## Set tasks:
[A] In the account of the NISCO plant tour, which company supplied the plate mill that rolled the red-hot slabs?
[B] Please reproduce verbatim the stretch of the NISCO plant-tour account from "There was, therefore, much" through "beaten into submission.".

## Extract provided:
((

“The plant here is so clean,” exclaimed a Russian steel company official who was among the delegates at the 17th International Steel Market and Trade Conference hosted in Nanjing over March 27-29.
Prior to the visit, he had been proud that his steel mill – like NISCO – had attempted to keep dust to a minimum by ensuring that raw materials are transported via a lot of pipes and covered conveyor belts. “There is no way you would see so many trees and flowers in any of Russian steel mills,” he admitted to Mysteel Global as he gazed upon one of NISCO’s many miniature gardens dotting at the works.
After touring the cavernous No.4 blast furnace plant and surveying NISCO’s wide plate mill, the white floral blouse I was wearing for this particular plant tour – no sneaky test, really just pure coincidence – is concrete proof that this steel mill is indeed dust-free. Not just the air either. I walked the whole tour in my high heels (my fault for being lazy and ill-prepared, I know) but the plant turned out to be 100% walkable. No side-stepping dangerous shards of return scrap or gingerly tip-toeing over spilt flux powder.
Some visitors were rather disappointed that they did not see a drop of molten iron when we walked into the No. 4 blast furnace enclosure: all they saw of the magic of iron-making – including the conveyor that was feeding the iron ore into the blast furnace and red sizzling hot metal – was on the screens of the central control centre where workers were sitting comfortably in office chairs, watching closely all the numbers on the monitors in front of them.
There was, therefore, much oohing and aahhing when the shimmering bright-coloured red-hot slabs were being propelled with noise and forced through the rolling machines (a reversable plate mill supplied by SMS Siemens). The more energetic among the visitors even chased the slab from their vantage point along the overpass above the rolling machines. They watched as the glowing red block travelled through the rolling stands that pummelled it into a wider and thinner plate until the steel was a cool and dull grey colour at the end of the process, like a beast beaten into submission.

))

## Data shown:
((

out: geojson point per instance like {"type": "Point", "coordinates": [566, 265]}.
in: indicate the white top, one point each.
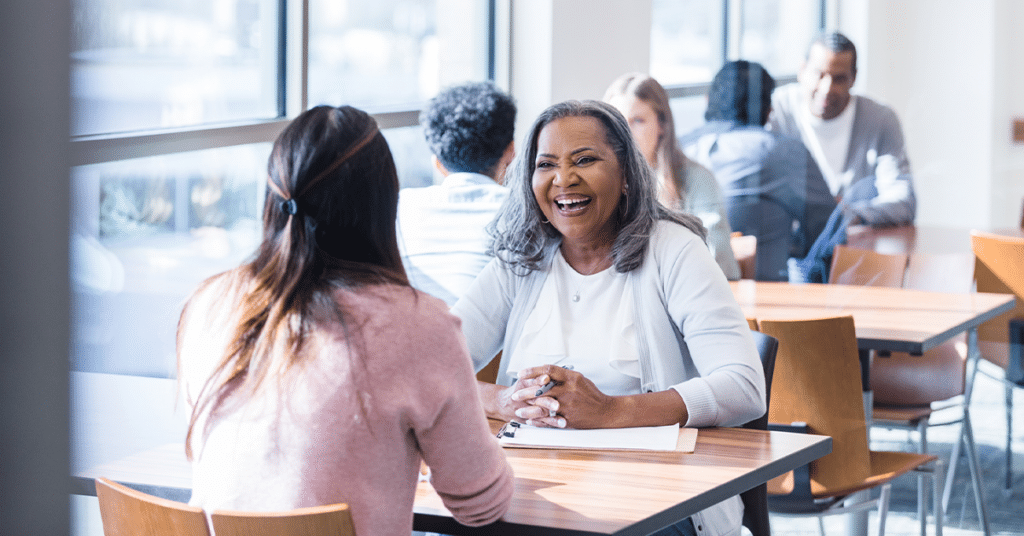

))

## Answers in order:
[A] SMS Siemens.

[B]
There was, therefore, much oohing and aahhing when the shimmering bright-coloured red-hot slabs were being propelled with noise and forced through the rolling machines (a reversable plate mill supplied by SMS Siemens). The more energetic among the visitors even chased the slab from their vantage point along the overpass above the rolling machines. They watched as the glowing red block travelled through the rolling stands that pummelled it into a wider and thinner plate until the steel was a cool and dull grey colour at the end of the process, like a beast beaten into submission.